MATERIAL FOR THE TASK below:

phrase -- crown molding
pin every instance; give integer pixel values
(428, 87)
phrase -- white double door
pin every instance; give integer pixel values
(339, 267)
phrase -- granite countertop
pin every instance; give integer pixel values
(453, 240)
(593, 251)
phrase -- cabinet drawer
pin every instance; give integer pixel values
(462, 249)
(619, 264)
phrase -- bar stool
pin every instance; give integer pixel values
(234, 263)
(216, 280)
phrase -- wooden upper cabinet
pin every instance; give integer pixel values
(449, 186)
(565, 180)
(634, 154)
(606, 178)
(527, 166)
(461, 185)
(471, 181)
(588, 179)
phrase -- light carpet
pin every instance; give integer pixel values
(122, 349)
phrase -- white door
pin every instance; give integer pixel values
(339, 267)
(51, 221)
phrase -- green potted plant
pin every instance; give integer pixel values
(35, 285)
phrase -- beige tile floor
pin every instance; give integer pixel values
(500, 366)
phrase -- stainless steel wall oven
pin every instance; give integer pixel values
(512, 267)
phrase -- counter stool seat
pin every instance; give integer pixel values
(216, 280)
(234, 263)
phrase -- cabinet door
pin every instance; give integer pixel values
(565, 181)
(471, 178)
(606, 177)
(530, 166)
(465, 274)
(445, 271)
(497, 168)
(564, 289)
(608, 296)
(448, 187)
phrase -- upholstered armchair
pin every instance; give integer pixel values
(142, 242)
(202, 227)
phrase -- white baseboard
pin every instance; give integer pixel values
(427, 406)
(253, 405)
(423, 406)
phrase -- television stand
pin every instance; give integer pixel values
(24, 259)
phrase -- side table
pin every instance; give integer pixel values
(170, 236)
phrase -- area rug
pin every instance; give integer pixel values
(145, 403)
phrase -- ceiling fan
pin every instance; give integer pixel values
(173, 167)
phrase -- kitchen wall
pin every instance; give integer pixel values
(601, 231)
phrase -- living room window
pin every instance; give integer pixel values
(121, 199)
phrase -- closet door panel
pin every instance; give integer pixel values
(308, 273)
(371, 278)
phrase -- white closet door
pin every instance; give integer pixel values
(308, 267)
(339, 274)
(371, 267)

End of MATERIAL FOR THE TASK.

**PROBLEM REQUIREMENTS:**
What lines in the data above contain the word "wall"? Copy them all.

**WRITTEN RESPONSE:**
phrase -- stainless steel wall oven
phrase -- kitchen wall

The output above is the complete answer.